(Image annotation data)
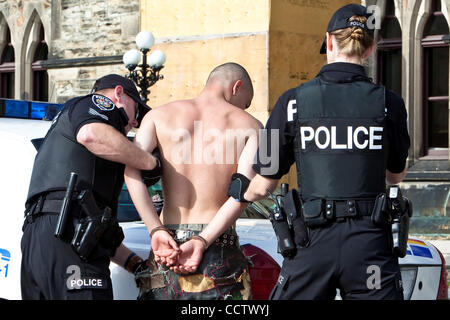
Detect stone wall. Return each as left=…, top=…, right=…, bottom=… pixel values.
left=0, top=0, right=139, bottom=103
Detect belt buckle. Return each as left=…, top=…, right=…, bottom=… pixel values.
left=347, top=200, right=358, bottom=217
left=325, top=200, right=334, bottom=220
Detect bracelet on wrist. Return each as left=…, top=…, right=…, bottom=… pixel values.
left=189, top=234, right=209, bottom=250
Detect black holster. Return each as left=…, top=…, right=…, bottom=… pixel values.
left=71, top=190, right=124, bottom=261
left=372, top=186, right=412, bottom=258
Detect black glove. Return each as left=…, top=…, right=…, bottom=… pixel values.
left=141, top=148, right=162, bottom=187
left=228, top=173, right=250, bottom=202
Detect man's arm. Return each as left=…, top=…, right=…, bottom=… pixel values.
left=125, top=113, right=178, bottom=264
left=77, top=122, right=157, bottom=170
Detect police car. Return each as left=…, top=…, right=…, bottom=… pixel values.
left=0, top=99, right=448, bottom=300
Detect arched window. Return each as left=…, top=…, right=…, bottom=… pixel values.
left=422, top=0, right=449, bottom=158
left=377, top=0, right=402, bottom=95
left=31, top=24, right=48, bottom=101
left=0, top=23, right=14, bottom=99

**WHAT THE TASK REQUIRES:** Transcribe every line from the records above without alteration, and leave out the images.

**SOLUTION FOR THIS TASK:**
Detect stone wall. Return each as left=…, top=…, right=…, bottom=… pixel values.
left=0, top=0, right=139, bottom=103
Detect belt buckle. Return each as left=…, top=…, right=…, bottom=… pixel values.
left=347, top=200, right=358, bottom=217
left=325, top=200, right=334, bottom=220
Detect bracelet on wrist. Return each as left=…, top=…, right=…, bottom=… pixel values.
left=189, top=234, right=209, bottom=250
Detect black holster. Return each as left=…, top=…, right=…, bottom=… pixel values.
left=71, top=190, right=124, bottom=261
left=372, top=186, right=412, bottom=258
Detect black glove. Return each as left=…, top=…, right=…, bottom=… pixel values.
left=141, top=148, right=162, bottom=187
left=228, top=173, right=250, bottom=202
Detect man's arm. Return each as left=…, top=…, right=…, bottom=… pixel values.
left=125, top=113, right=178, bottom=264
left=77, top=122, right=157, bottom=170
Detect police car. Return each as left=…, top=…, right=…, bottom=… pixel values.
left=0, top=99, right=448, bottom=300
Detect arched window. Return each as left=…, top=…, right=…, bottom=… pixel values.
left=422, top=0, right=449, bottom=158
left=377, top=0, right=402, bottom=95
left=31, top=24, right=48, bottom=101
left=0, top=23, right=14, bottom=99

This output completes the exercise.